▶ _YOUR OBJECTIVE_:
In the contract excerpt, who pays the fees and disbursements of the Independent Accounting Firm, and in what shares?
##### DOCUMENT SEGMENT #####
The Buyer and the Seller each shall make available to the Independent
Accounting Firm their respective work papers generated in connection with
the preparation or review of the 2002 Income Statement and the EBITDA
Certificate.
19
The fees and disbursements of the Independent Accounting Firm shall be shared
equally by the Seller and the Buyer.
(c) The "Final 2002 Income Statement" and the "Final EBITDA
Certificate" shall be:
(i) if the Buyer does not dispute either the 2002 Income Statement or
the EBITDA Certificate delivered by the Seller within 30 calendar days of
the delivery thereof to the Buyer, the 2002 Income Statement and the EBITDA
Certificate delivered by the Seller;
(ii) if the Buyer and the Seller are able to resolve all disputes
raised by the Buyer with respect to the 2002 Income Statement and the
EBITDA Certificate delivered by the Seller, the 2002 Income Statement and
the EBITDA Certificate as prepared by the Seller modified to reflect the
resolution reached among the Parties; and
(iii) if the Independent Accounting Firm is retained to resolve any
disputes, the 2002 Income Statement and the EBITDA Certificate as prepared
by the Seller modified to reflect the resolution of any disputed items
reached among the Parties and the determination of the Independent
Accounting Firm with respect to all other disputed items.
##### RECORDS #####
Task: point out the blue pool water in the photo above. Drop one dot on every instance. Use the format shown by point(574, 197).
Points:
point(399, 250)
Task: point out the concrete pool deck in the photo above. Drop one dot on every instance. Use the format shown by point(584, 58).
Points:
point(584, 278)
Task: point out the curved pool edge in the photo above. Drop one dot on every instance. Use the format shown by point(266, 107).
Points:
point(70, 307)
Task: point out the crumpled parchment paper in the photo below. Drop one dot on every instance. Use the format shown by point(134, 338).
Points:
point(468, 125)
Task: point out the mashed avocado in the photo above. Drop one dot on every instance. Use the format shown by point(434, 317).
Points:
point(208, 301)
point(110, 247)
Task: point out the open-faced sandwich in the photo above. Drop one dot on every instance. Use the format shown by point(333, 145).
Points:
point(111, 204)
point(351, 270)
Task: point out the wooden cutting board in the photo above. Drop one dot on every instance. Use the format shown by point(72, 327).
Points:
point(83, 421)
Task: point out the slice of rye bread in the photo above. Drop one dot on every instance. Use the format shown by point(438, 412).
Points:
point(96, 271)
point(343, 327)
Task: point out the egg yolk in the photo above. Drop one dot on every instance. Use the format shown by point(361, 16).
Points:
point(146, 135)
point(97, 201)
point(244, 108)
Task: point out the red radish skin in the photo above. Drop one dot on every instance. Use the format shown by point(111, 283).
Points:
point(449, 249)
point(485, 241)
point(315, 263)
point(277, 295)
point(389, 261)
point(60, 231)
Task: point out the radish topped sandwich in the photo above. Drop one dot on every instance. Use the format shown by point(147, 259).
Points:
#####
##### RECORDS #####
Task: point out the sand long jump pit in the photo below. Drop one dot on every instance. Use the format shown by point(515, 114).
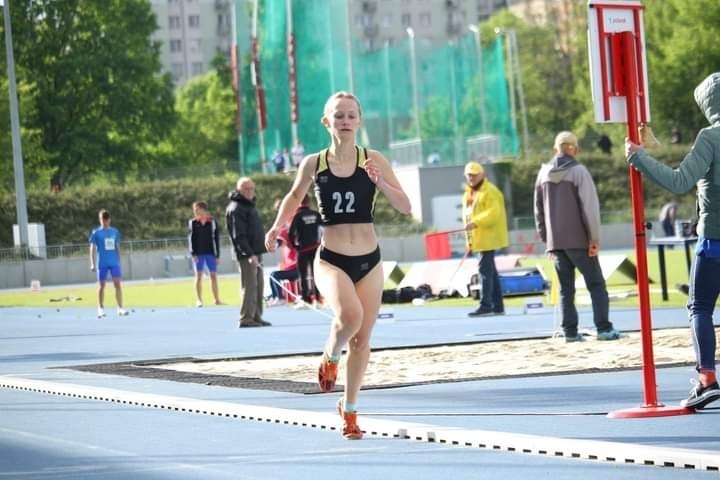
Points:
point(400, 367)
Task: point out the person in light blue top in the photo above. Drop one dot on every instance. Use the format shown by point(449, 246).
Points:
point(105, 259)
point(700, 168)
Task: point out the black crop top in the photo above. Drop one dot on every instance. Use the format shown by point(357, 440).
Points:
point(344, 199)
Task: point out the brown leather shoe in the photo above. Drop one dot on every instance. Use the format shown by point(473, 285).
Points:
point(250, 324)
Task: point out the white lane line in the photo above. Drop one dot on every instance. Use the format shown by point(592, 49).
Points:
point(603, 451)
#####
▶ _SOLUTION BELOW_:
The Seller and the Buyer share them equally.